> [Given records]

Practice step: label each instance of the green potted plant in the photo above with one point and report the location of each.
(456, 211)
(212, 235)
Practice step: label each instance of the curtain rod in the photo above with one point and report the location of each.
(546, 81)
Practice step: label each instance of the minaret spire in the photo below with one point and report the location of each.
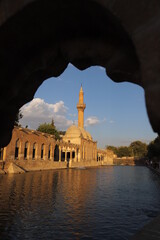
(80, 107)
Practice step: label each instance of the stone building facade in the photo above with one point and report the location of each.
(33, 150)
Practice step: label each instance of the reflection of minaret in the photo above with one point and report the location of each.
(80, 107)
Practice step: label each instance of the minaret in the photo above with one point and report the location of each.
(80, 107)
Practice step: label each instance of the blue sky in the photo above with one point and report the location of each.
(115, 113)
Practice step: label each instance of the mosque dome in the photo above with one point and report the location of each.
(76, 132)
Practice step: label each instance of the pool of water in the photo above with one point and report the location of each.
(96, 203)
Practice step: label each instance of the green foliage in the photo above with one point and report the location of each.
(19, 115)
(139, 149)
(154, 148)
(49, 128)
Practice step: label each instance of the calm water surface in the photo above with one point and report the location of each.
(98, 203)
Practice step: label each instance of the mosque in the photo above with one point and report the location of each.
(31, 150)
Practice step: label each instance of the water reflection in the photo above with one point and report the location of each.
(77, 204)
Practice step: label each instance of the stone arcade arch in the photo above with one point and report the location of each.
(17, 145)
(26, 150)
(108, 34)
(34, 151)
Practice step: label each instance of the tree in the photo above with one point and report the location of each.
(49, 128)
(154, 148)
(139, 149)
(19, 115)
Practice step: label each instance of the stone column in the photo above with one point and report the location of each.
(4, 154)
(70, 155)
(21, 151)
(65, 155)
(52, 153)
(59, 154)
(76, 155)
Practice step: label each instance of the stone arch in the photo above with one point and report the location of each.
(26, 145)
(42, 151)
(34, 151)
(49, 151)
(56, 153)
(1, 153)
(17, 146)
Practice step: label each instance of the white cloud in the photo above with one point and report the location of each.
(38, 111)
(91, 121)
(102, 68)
...
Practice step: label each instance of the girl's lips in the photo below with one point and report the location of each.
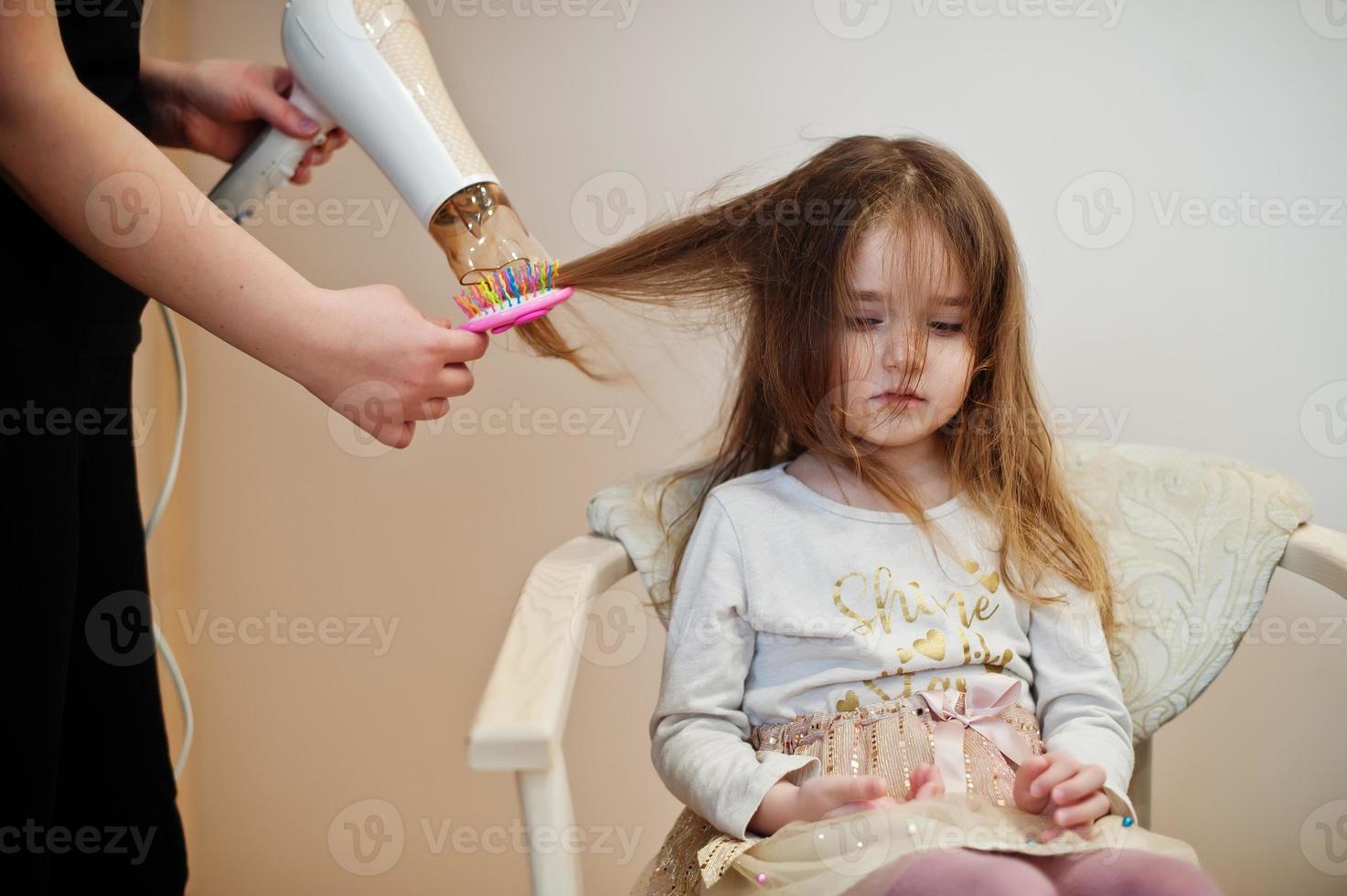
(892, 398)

> [Given request] Pick out every line in the rows above that contains the word "reflection" and copy each of those lines in full.

> [Answer to this problem]
Practice step: label each instance of the reflection of minaret in the photo above with one point and report the location of each.
Practice step: label each instance of the water reflection in the photo above with one point and report the location of each.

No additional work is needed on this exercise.